[DATA SUPPLIED]

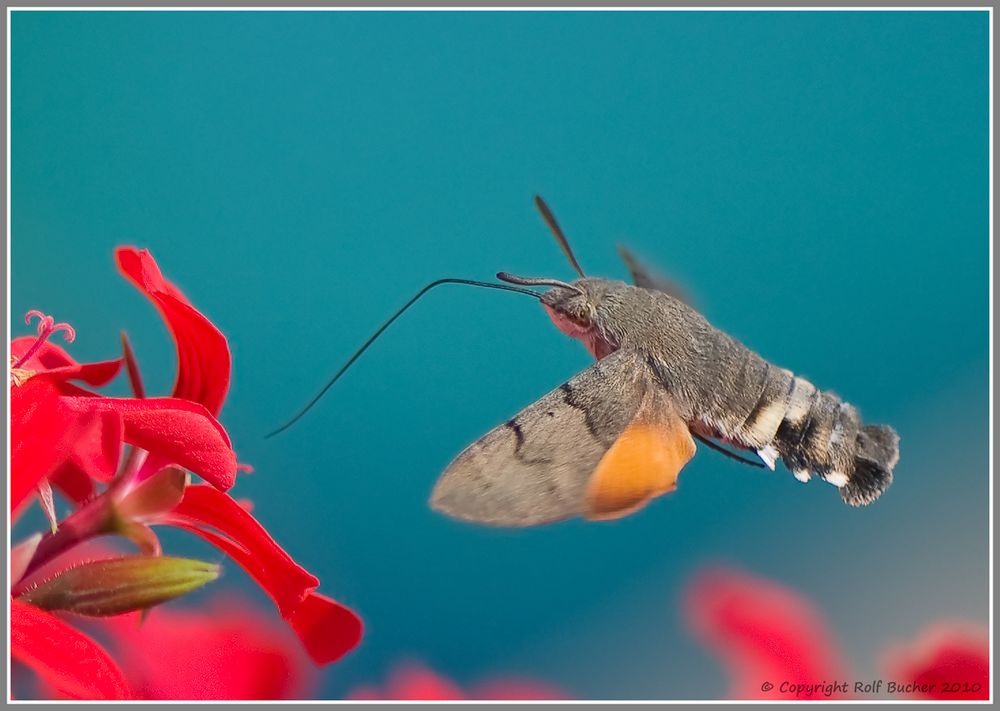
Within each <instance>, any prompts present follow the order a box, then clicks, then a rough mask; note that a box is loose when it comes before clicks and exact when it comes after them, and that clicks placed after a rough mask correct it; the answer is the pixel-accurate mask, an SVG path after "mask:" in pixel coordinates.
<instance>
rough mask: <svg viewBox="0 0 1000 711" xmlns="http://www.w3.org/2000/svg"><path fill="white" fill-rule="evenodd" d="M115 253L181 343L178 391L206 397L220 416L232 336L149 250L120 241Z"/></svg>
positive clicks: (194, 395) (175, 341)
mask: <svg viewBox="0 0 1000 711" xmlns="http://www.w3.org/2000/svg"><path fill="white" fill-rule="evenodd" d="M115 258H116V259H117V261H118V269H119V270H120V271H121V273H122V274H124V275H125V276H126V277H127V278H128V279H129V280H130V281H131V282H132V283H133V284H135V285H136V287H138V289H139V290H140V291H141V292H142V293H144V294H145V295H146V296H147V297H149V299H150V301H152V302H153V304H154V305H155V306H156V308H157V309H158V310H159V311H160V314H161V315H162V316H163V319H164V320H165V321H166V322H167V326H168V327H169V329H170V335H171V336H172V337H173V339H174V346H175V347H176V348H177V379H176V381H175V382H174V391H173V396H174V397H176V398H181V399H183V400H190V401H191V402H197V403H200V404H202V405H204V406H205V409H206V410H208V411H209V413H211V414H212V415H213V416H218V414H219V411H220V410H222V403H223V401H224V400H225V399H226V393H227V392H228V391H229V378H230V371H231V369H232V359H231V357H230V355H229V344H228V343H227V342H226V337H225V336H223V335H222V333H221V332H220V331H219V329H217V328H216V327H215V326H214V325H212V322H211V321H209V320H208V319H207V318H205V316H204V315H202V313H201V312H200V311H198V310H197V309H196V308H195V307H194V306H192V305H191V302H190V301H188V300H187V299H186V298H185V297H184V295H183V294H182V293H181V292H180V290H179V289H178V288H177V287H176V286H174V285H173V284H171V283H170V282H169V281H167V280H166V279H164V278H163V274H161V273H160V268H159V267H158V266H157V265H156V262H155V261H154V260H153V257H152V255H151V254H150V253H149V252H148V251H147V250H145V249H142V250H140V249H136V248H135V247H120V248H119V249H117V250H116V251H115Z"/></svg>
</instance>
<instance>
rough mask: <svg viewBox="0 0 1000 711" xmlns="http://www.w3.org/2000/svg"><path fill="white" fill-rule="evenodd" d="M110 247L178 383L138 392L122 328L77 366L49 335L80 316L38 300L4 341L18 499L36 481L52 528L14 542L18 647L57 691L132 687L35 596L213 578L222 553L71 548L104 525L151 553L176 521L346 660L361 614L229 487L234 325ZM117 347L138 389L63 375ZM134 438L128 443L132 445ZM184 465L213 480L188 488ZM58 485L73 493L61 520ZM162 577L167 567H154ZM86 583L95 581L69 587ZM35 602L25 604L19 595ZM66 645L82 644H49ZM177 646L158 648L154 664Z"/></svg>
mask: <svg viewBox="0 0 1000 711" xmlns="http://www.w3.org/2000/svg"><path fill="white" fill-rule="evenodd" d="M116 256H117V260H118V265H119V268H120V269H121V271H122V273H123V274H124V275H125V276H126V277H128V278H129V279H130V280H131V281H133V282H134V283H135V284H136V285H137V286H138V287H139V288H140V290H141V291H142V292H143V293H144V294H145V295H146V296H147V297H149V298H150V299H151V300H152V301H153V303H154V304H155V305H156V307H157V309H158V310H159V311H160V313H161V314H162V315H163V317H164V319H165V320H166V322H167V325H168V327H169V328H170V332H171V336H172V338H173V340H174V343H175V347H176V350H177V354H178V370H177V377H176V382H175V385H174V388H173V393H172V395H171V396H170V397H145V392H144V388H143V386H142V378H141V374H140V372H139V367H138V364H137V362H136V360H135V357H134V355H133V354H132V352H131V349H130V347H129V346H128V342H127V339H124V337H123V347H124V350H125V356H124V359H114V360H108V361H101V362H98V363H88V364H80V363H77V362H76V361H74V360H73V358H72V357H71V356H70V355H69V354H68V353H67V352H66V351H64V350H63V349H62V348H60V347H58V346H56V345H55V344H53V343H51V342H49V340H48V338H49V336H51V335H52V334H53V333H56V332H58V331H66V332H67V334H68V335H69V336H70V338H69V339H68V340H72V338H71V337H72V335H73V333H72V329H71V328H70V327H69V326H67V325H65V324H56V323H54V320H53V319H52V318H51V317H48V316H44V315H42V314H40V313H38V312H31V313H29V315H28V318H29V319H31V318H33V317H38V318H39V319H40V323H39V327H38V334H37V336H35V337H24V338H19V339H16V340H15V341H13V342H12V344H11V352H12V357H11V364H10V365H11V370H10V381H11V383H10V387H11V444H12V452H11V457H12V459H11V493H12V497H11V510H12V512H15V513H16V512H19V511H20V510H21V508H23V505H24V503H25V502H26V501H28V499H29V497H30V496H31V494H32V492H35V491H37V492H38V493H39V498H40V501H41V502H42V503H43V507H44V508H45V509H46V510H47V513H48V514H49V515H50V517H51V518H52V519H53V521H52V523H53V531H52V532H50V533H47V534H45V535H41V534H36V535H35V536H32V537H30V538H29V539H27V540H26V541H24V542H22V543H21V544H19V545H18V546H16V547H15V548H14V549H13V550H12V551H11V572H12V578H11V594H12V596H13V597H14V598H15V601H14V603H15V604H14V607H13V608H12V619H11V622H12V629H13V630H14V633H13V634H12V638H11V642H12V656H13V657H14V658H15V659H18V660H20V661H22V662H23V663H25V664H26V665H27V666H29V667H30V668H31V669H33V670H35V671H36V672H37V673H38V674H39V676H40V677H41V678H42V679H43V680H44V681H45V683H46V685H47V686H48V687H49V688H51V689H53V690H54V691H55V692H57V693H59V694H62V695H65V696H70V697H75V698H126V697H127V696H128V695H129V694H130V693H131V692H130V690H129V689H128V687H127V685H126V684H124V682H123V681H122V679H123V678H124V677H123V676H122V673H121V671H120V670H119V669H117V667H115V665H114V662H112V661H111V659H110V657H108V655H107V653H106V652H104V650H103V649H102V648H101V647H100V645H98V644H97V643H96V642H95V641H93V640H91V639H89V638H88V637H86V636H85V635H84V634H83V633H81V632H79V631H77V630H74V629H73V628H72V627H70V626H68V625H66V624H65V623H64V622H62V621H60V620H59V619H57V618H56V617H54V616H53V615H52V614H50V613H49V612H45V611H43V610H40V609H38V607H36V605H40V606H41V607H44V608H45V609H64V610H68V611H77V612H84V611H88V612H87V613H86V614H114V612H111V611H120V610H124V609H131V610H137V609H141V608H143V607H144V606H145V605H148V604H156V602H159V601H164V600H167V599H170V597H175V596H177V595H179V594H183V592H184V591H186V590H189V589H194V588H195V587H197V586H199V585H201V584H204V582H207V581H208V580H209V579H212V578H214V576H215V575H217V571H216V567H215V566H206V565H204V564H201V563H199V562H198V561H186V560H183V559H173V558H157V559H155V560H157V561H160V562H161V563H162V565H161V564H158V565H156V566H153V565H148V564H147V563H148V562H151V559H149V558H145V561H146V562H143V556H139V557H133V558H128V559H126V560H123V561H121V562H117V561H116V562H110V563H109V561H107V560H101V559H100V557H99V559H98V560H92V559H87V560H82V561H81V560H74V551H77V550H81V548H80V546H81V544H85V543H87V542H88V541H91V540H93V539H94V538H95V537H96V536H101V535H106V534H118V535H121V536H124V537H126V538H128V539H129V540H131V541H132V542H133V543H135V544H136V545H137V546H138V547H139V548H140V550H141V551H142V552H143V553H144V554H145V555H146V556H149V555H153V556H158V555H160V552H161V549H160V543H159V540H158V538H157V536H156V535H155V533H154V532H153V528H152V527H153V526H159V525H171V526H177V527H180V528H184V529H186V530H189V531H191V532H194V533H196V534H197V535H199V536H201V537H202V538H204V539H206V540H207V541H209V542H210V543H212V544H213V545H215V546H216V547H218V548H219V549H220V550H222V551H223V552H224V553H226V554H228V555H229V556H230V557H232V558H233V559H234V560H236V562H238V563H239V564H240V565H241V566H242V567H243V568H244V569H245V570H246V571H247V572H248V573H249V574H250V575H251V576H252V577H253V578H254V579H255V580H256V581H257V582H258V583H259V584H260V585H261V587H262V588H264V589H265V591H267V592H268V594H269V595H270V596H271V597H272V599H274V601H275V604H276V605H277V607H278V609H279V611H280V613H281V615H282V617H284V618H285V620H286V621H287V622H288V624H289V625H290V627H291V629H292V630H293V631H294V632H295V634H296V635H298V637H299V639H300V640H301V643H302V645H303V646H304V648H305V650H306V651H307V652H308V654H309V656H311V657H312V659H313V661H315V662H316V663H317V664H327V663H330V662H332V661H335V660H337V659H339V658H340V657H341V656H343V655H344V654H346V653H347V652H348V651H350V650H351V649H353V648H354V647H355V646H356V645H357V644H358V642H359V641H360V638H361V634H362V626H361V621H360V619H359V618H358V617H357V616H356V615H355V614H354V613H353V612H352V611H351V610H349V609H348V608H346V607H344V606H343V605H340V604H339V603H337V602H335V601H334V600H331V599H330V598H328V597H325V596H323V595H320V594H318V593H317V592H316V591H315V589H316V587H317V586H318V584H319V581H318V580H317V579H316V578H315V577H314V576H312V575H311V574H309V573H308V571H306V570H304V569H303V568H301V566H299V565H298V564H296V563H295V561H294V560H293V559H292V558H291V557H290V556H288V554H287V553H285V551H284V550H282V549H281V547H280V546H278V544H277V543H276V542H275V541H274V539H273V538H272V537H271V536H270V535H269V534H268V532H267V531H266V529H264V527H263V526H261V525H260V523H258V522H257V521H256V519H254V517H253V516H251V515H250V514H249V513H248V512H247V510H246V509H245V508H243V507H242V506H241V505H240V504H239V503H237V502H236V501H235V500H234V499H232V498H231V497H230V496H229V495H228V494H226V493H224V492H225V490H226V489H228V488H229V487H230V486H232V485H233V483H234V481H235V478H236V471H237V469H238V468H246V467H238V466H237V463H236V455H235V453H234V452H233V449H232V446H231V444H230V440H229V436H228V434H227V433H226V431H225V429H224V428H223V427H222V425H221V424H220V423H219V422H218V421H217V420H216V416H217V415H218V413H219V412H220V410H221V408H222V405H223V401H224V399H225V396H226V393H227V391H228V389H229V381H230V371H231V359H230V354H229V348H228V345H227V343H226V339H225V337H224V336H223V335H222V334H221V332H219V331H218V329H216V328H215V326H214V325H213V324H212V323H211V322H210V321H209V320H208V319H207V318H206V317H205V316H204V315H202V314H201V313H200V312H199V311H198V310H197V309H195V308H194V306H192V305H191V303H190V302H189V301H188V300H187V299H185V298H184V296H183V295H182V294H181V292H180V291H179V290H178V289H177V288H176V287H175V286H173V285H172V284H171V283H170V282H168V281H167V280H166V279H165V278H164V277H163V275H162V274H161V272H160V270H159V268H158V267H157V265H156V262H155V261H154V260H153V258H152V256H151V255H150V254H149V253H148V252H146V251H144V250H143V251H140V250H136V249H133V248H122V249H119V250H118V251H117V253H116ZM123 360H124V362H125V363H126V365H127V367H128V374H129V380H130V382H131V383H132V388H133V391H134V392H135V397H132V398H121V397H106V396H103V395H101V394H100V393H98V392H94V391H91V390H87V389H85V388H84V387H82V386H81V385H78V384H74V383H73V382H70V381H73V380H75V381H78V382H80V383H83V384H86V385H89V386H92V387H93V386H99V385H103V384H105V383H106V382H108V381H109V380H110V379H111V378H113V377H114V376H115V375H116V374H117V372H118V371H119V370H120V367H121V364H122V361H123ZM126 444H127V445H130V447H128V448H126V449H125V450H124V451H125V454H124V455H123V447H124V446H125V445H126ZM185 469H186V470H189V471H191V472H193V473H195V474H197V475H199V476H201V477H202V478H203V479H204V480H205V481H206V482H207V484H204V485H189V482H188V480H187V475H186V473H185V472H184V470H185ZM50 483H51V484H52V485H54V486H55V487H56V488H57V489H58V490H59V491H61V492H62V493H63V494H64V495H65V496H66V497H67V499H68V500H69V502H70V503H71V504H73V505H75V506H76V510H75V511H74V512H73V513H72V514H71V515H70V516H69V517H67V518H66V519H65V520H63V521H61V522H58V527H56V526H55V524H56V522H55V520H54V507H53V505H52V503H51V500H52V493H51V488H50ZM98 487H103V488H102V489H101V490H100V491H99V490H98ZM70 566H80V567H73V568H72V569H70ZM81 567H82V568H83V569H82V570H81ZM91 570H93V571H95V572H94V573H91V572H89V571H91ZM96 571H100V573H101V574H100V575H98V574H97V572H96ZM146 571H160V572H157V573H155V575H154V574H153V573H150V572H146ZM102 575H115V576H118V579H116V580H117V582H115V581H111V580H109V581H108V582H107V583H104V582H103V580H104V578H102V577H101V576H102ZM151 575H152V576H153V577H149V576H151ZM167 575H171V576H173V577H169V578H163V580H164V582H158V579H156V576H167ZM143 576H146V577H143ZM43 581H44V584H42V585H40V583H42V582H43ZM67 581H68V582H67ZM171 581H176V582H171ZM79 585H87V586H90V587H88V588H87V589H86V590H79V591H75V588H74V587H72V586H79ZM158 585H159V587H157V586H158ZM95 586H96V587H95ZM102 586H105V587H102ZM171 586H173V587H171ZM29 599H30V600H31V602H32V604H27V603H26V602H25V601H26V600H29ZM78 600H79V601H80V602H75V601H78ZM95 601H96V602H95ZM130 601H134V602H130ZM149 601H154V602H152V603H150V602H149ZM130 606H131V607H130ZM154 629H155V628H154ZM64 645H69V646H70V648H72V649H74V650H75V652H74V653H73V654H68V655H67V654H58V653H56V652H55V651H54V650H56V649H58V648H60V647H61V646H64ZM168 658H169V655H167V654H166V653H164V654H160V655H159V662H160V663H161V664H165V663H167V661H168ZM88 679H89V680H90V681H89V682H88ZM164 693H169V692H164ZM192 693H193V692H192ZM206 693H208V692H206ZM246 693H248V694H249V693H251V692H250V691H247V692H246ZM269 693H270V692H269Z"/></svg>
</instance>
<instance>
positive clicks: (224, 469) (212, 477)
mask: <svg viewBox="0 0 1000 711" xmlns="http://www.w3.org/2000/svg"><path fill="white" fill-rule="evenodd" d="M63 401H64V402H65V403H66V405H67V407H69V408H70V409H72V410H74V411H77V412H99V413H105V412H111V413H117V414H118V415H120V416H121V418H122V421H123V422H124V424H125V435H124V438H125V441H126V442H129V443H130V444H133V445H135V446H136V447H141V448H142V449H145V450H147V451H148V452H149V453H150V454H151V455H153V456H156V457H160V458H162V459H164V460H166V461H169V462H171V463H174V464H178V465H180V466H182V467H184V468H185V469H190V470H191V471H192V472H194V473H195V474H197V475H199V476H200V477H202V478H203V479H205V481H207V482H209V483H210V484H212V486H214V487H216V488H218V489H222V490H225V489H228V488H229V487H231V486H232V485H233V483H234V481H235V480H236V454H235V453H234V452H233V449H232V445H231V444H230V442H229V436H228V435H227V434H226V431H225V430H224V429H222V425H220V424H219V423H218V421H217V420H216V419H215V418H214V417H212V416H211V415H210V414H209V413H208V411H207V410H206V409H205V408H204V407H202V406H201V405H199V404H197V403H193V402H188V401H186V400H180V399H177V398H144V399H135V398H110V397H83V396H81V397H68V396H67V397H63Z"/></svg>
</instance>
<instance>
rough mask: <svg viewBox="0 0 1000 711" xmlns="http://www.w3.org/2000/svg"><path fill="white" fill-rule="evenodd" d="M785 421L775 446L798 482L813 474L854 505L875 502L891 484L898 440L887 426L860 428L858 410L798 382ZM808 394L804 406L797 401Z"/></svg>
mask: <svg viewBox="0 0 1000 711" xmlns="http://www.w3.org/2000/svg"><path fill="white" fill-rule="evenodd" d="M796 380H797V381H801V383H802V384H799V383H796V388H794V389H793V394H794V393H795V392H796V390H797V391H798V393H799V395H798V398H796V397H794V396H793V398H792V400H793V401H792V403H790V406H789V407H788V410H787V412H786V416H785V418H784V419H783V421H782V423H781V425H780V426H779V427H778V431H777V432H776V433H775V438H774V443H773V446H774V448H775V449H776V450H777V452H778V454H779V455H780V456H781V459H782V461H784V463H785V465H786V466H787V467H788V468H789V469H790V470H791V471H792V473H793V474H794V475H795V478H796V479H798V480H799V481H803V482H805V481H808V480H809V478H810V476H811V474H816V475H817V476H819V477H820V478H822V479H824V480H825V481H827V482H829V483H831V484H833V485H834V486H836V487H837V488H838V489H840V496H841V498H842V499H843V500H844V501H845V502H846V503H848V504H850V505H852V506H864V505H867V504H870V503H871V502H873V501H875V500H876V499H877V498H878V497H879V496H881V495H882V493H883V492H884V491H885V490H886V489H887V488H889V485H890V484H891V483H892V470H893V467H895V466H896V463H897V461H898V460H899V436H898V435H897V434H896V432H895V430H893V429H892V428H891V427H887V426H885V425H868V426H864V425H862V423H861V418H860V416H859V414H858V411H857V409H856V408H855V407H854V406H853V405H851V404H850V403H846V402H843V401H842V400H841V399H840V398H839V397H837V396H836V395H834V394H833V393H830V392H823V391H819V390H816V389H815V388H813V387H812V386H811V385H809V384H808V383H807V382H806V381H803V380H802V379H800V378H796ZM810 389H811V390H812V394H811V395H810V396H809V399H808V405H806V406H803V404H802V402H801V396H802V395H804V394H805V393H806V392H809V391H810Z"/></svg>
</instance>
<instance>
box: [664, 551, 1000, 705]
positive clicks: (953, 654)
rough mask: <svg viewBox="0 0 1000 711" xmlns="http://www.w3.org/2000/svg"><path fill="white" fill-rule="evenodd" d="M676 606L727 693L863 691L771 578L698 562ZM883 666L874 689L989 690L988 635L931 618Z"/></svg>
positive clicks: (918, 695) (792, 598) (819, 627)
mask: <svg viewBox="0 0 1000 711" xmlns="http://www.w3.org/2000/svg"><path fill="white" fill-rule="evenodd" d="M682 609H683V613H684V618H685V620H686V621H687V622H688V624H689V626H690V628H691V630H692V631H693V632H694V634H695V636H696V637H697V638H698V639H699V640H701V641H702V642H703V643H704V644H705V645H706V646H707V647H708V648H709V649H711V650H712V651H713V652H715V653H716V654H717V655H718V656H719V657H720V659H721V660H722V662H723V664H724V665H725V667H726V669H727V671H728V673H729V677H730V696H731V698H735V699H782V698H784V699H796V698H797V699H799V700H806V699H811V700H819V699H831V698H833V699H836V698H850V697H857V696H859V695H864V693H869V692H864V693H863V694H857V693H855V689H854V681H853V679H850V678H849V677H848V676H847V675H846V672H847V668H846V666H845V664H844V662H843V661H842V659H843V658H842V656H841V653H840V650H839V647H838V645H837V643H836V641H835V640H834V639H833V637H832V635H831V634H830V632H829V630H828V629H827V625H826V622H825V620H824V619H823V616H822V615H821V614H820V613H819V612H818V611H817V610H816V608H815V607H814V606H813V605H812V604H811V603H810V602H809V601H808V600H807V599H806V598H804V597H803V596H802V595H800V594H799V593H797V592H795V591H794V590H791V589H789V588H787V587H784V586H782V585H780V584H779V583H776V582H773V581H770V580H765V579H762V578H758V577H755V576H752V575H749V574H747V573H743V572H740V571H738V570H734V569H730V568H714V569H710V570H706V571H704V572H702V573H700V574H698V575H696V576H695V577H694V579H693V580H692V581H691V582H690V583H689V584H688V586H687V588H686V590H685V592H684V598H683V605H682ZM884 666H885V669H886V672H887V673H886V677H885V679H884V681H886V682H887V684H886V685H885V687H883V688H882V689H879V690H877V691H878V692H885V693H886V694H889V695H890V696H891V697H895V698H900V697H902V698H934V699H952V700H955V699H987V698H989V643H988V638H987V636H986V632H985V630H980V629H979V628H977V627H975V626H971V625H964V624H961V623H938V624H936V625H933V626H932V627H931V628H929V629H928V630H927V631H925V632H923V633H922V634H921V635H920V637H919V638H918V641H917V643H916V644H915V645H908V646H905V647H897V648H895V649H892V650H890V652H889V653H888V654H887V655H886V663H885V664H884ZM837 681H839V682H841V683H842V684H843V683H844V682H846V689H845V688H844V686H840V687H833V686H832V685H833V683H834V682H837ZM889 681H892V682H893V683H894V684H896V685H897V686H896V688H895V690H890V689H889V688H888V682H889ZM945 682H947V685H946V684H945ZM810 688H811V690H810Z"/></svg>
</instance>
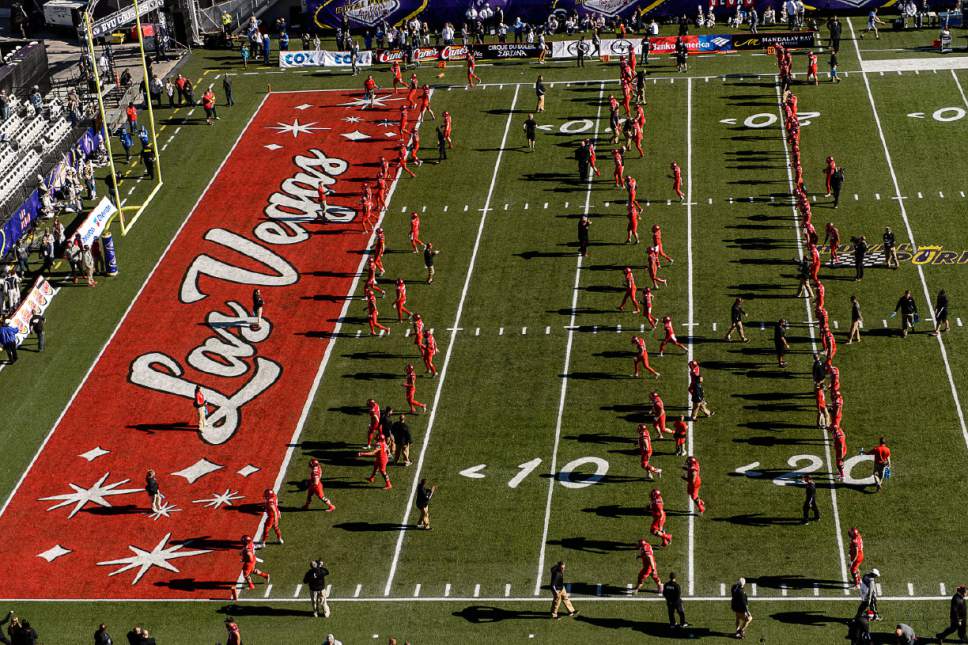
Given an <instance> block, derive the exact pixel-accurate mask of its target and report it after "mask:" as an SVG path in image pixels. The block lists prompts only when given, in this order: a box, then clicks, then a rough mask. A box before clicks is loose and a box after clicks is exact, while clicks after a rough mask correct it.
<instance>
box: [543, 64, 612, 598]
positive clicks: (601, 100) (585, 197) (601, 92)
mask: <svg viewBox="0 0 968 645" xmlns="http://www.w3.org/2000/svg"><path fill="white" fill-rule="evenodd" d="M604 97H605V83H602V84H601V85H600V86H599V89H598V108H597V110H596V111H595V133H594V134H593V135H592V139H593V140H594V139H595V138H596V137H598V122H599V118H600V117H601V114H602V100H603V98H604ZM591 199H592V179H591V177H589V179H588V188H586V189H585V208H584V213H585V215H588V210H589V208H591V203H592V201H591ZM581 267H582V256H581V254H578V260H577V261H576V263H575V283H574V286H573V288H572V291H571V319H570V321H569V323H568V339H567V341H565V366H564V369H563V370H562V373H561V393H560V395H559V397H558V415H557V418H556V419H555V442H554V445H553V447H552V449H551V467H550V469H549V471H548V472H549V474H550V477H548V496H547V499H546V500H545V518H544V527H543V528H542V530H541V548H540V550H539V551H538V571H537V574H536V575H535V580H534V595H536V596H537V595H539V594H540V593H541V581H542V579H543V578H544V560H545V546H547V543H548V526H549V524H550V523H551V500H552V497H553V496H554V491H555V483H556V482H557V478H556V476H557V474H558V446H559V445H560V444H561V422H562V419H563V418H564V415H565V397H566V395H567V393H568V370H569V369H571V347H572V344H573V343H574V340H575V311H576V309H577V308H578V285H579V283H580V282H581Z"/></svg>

[/DATA SUPPLIED]

Using the entries above, output exactly the lines between the line holding "positive clicks: (953, 654)" and the line holding "606L727 693L863 691L771", end lines included, and nothing more.

(PROBLEM SOLUTION)
positive clicks: (953, 654)
rough mask: <svg viewBox="0 0 1000 711" xmlns="http://www.w3.org/2000/svg"><path fill="white" fill-rule="evenodd" d="M676 606L727 693L863 691L771 578L698 562ZM883 666L874 689L989 690L988 635L931 618Z"/></svg>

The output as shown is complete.